'''

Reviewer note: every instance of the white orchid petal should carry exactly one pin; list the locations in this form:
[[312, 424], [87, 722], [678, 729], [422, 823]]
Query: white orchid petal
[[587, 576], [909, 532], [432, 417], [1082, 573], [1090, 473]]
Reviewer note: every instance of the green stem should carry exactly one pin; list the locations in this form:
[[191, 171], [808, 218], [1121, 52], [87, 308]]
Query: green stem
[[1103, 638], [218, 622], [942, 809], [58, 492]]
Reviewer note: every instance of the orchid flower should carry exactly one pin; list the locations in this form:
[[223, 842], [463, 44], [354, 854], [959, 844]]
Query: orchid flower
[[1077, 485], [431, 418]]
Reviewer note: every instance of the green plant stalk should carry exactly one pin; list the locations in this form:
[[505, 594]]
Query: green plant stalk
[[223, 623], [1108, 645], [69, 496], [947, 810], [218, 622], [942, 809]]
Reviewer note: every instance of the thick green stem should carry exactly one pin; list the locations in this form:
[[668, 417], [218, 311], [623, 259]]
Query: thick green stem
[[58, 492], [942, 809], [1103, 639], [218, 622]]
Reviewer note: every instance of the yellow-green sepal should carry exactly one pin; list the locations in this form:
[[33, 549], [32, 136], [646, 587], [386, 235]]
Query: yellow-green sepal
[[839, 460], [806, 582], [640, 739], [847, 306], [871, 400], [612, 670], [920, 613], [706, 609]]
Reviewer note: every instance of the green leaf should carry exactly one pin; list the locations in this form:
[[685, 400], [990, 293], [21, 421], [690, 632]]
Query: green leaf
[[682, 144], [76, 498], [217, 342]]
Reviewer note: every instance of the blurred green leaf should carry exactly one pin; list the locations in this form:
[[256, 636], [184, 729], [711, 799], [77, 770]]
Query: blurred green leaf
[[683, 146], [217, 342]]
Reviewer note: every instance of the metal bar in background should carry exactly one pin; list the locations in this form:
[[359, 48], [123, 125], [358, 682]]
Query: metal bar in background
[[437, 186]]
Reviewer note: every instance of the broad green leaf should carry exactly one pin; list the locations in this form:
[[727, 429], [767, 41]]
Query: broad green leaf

'''

ACTIVITY: Transcribe every record above exactly as written.

RESULT BELOW:
Reviewer note: every instance of the white orchid petal should carry exactly one pin; list the locations in this form:
[[312, 424], [87, 722], [678, 729], [422, 823]]
Query: white orchid petal
[[587, 576], [909, 532], [432, 417], [1082, 573], [1090, 473]]
Reviewer note: every instance of the green stem should carry exactly one pin; list the locations in this form:
[[191, 171], [808, 218], [1121, 52], [87, 308]]
Query: green stem
[[1103, 638], [218, 622], [942, 809], [58, 492]]
Reviewer note: every instance of the orchid flower should carry exactly one pin; list the locations in this form:
[[223, 842], [463, 44], [354, 854], [959, 844]]
Query: orchid flower
[[1077, 485], [431, 418]]
Reviewer note: every instance of the green plant stalk should carry exactly one pin; list the locations in this form:
[[505, 594]]
Query: green plant stalk
[[223, 623], [1108, 645], [69, 496], [947, 810], [218, 622], [942, 809]]
Reviewer note: every instance of the thick green stem should carry exactly one pin; list the locations in this form:
[[668, 417], [218, 311], [623, 259]]
Query: thick green stem
[[58, 492], [942, 809], [1103, 639], [218, 622]]
Reviewer note: every instance of the yellow-green sepal should carry exactly one pin; list the locations in this form:
[[33, 549], [32, 136], [646, 587], [386, 235]]
Query: yellow-green sepal
[[839, 460], [806, 582], [640, 739], [847, 306], [871, 400], [612, 670], [920, 613], [706, 609]]
Reviewer note: every instance of the green leaf should carry exactly one pin; list the locations in this form:
[[685, 400], [990, 293], [21, 421], [690, 632]]
Query: green leaf
[[682, 144], [76, 498], [217, 342]]
Reviewer note: every instance of the blurred green leaf should carry exactly one pin; list the locations in this form:
[[256, 636], [184, 729], [711, 799], [77, 770]]
Query: blurred green leaf
[[683, 146], [217, 342]]
Reviewer note: every instance of the metal bar in background should carry exactly one pin; list the locations in this form:
[[359, 48], [123, 125], [358, 682]]
Query: metal bar in background
[[437, 186]]
Reviewer note: every instance of the broad green leaf should carry exactly one pin; list the locations in this form:
[[727, 429], [767, 41]]
Query: broad green leaf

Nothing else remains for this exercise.